» **Directions for this task**
Within the records below, reproduce without change the lines from the line that has "Every instance of the dark foreground" through the line that has "Every instance of the cloud", and only those.

Image point grounding data:
────

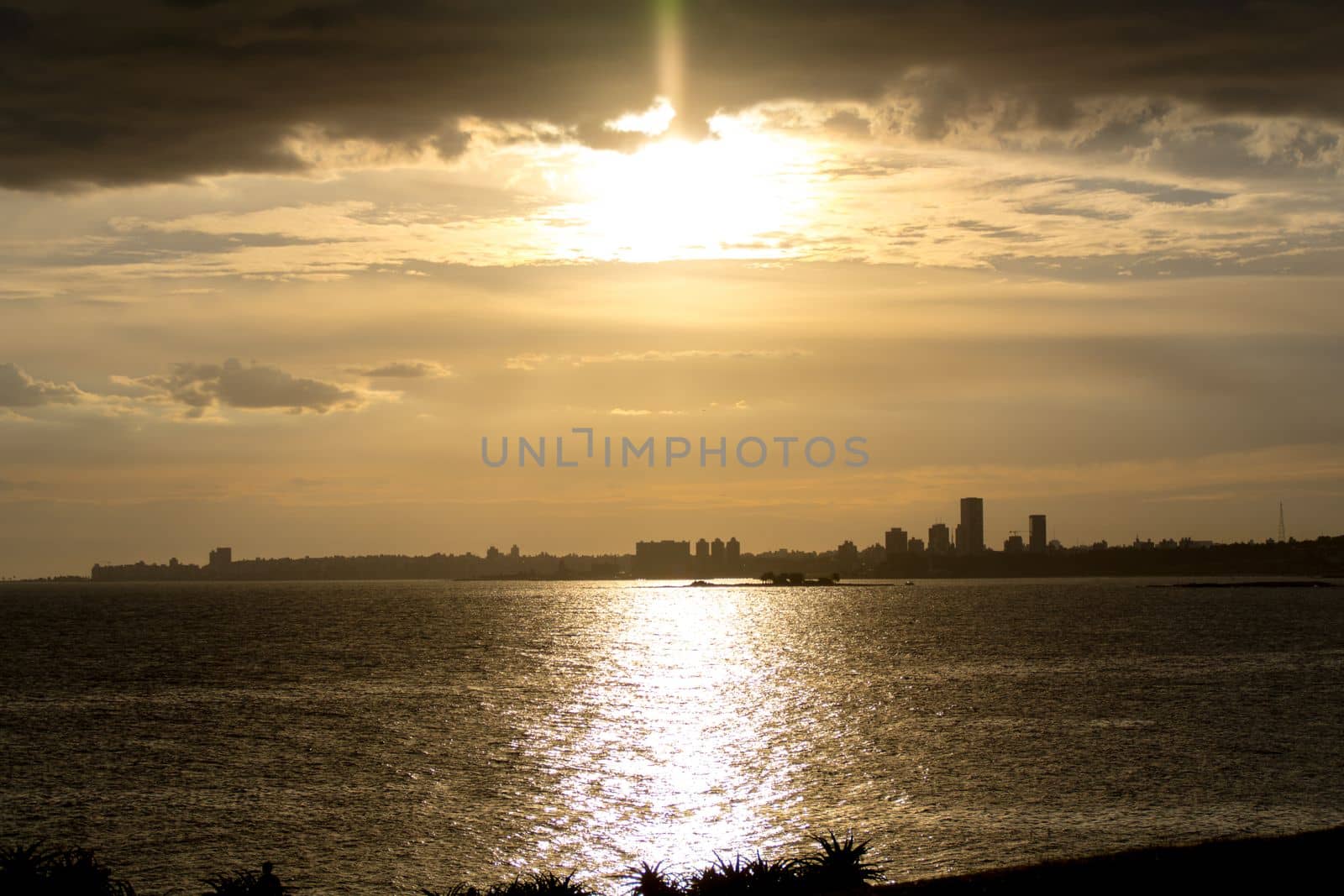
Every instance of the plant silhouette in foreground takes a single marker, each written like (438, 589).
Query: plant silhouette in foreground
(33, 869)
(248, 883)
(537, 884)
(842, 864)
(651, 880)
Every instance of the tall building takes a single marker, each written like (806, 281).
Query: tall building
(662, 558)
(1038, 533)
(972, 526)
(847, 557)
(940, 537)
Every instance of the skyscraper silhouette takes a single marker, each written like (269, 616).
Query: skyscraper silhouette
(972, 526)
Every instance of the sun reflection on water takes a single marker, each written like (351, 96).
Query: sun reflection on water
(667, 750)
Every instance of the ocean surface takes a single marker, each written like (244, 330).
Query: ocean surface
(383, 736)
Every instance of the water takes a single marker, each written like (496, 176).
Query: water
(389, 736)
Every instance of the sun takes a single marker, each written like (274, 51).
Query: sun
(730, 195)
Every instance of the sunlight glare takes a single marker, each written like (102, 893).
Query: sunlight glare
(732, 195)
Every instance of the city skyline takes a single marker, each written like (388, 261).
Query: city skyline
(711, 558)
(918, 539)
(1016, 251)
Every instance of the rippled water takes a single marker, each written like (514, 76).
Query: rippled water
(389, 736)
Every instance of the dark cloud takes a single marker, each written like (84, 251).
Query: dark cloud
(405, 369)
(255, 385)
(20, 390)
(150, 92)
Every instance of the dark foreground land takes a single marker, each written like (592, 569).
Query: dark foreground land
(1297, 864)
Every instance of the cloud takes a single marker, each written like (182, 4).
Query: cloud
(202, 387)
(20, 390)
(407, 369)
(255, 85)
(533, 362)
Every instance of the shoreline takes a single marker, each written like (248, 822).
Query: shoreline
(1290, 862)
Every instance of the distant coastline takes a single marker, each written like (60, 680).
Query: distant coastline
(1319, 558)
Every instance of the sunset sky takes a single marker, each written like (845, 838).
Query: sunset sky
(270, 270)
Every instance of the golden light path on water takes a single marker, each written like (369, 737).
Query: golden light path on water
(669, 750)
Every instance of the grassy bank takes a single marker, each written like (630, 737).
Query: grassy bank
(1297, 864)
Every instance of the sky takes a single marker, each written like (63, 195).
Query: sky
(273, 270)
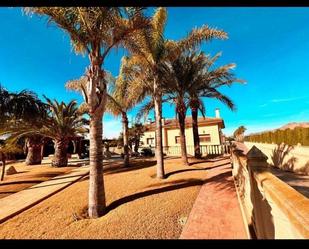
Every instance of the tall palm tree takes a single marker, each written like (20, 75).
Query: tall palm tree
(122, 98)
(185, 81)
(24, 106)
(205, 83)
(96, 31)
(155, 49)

────

» **Written solution**
Every instance of the dark foreground land takes a single marker, each written like (592, 569).
Query: dark foreground land
(1297, 864)
Every instance of the cloud takes a single marker, each written like (182, 4).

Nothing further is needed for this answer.